Exercise details
Rewrite the stretch of the records below from the line containing "Where in the photo above can the man's neck" through the end of the records, requests included and left unchanged, adding 110 to every coordinate in the answers.

┄┄┄┄┄┄┄┄┄┄┄┄┄┄┄┄┄┄┄┄

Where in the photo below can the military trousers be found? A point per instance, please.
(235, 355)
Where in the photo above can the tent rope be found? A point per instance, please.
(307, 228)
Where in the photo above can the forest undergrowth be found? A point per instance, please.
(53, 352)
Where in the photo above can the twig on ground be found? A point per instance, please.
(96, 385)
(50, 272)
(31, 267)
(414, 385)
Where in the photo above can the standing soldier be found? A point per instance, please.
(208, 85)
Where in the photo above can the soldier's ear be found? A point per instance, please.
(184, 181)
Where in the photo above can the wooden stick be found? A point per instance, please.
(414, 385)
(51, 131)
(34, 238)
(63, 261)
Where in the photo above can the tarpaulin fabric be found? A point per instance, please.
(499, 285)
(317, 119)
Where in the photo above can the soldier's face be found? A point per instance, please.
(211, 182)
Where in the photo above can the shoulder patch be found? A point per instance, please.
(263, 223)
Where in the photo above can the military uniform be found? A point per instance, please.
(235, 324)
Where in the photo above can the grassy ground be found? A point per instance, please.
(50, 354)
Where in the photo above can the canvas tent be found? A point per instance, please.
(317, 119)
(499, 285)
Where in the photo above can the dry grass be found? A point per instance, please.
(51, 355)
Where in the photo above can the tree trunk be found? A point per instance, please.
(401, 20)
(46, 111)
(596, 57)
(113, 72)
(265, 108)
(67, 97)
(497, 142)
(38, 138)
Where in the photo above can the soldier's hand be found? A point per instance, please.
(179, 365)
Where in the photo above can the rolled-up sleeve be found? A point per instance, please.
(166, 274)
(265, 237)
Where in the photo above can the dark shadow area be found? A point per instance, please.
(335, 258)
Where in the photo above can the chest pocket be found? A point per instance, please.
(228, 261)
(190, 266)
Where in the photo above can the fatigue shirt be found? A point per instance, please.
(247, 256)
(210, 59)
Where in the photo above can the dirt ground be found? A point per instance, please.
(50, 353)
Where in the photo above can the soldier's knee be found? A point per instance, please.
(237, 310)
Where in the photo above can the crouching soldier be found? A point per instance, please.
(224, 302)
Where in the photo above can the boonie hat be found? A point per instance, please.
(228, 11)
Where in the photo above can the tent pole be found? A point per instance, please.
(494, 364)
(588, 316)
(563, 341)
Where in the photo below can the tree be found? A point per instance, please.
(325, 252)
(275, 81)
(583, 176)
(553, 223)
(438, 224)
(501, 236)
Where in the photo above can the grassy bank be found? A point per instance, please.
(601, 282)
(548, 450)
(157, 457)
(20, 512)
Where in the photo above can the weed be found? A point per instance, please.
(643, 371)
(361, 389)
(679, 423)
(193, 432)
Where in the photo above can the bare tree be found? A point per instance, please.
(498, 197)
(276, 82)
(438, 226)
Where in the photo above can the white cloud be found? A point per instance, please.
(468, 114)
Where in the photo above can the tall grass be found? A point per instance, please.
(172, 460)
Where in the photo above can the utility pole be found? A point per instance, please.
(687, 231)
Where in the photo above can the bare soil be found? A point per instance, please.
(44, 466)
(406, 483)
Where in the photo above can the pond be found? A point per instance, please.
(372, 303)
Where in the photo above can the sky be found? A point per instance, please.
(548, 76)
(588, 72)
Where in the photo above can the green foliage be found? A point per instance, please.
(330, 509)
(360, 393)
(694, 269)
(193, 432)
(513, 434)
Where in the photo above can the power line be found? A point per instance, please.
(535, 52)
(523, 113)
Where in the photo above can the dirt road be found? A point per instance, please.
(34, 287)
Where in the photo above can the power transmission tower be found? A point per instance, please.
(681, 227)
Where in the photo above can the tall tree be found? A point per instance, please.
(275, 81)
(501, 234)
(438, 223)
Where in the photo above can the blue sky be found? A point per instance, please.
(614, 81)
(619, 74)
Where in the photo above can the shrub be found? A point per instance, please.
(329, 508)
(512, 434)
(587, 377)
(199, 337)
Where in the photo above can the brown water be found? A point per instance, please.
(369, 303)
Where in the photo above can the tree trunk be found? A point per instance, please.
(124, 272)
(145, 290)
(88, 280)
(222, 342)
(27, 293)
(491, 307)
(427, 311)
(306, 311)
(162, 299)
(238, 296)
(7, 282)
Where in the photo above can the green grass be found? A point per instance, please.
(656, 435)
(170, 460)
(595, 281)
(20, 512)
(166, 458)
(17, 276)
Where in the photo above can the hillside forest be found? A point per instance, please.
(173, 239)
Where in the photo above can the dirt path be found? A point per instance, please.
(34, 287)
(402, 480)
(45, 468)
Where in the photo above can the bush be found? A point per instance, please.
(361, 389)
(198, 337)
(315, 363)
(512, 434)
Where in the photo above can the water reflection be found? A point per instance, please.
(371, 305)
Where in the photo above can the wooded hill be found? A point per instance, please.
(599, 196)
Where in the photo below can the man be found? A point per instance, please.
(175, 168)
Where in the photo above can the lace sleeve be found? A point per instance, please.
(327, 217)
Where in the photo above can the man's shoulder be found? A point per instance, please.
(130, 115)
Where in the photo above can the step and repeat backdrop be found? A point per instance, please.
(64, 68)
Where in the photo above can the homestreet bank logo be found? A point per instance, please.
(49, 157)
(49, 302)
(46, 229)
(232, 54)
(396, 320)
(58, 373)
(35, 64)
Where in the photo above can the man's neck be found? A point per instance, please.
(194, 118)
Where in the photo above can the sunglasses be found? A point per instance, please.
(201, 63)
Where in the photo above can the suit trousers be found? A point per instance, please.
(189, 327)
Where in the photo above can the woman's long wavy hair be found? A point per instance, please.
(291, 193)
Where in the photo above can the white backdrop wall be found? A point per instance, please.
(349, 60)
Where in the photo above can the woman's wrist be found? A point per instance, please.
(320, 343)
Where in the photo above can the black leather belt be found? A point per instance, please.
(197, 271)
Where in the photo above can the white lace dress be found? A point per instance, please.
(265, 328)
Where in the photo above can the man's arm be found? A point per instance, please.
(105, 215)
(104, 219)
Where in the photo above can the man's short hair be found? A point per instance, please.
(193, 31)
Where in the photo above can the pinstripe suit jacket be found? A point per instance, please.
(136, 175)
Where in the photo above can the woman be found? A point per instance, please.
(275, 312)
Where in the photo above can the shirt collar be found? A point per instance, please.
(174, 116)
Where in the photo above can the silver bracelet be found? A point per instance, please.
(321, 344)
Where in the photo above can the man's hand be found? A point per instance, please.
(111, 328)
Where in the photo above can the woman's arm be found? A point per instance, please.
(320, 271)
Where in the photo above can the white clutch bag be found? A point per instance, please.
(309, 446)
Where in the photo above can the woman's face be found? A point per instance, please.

┄┄┄┄┄┄┄┄┄┄┄┄┄┄┄┄┄┄┄┄

Full output
Where in the photo above can the man's neck be found? A point per instance, please.
(304, 228)
Where in the photo above can the sunglasses be found? A point per instance, please.
(311, 173)
Where in the photo above can the suit trousers be found? A point per instance, please.
(299, 437)
Where in the photo above can the woman's long wavy hair be found? A point per instance, please.
(401, 303)
Where in the photo above can the white backdrop wall be found? A point per instance, please.
(459, 170)
Where in the photo above can the woman's wrist be found? A point per instance, please.
(430, 453)
Where in the photo above can the black leather belt be found? A point per instance, please.
(307, 381)
Where in the photo above can the white lace dress be found? A point per instance, please.
(375, 438)
Where in the photo above can the man's arm be found? A point per instance, please.
(215, 325)
(214, 329)
Where in the photo above can the man's short hair be found? A point per instance, please.
(303, 141)
Where in the photo above can the pinstripe suit jacket be found? A point per instance, please.
(246, 285)
Where in the photo above can the woman be found? A point per instance, please.
(385, 422)
Where in the photo above can the shirt collar be found? A point per instance, please.
(284, 226)
Where in the photo above can the silver bracelet be found? A point per instance, please.
(431, 454)
Where in the photo above can the man's hand be found? A point per instance, please.
(221, 438)
Where in the photo above can the woman's arm be found? A point per instance, please.
(430, 381)
Where in the photo above can the white clutch bag be found? A point per instance, please.
(419, 556)
Where in the photo above can the woman's face be found? A point per instance, please.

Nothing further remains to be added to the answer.